### What the task requires
Please return every line in the entries below with the word "gray" in it.

### Material supplied
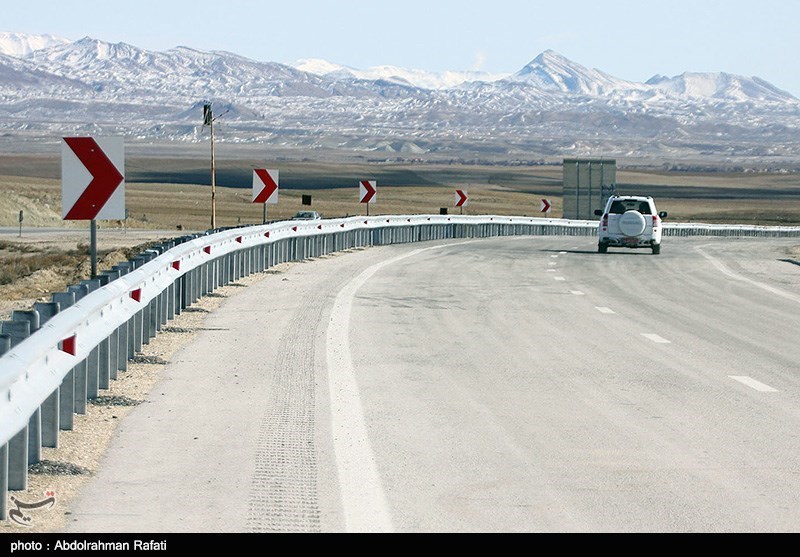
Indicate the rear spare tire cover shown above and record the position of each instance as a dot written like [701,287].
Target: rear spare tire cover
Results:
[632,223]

---

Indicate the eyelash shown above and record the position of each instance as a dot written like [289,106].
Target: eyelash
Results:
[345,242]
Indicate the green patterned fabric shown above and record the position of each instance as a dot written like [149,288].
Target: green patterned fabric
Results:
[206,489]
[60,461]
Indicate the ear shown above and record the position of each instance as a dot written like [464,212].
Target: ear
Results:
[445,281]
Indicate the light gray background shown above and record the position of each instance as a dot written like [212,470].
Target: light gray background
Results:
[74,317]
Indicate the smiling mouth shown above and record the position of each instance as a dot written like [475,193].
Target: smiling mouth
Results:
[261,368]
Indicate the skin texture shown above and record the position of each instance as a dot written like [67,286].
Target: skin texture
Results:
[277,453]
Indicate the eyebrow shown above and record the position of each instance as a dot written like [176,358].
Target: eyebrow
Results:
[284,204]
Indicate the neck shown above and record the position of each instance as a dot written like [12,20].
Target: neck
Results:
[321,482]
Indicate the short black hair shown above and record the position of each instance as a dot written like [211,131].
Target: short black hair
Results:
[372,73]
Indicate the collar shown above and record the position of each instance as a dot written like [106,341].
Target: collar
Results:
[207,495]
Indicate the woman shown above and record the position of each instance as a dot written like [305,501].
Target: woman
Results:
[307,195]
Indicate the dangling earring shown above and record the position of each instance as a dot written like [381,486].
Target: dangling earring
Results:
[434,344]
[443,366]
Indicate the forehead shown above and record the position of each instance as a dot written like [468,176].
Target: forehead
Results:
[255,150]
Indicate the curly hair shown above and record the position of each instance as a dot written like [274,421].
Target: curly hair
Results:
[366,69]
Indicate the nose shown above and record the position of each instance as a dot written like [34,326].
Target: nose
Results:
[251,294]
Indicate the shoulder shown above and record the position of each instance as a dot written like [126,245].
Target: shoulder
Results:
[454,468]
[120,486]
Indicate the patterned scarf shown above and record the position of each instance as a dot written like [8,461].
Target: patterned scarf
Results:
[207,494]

---

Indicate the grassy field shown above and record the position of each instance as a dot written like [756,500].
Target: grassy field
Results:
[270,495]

### Output for this exercise
Indicate the light gray background shown above and record the position of each instance as a dot written like [212,470].
Target: light gray background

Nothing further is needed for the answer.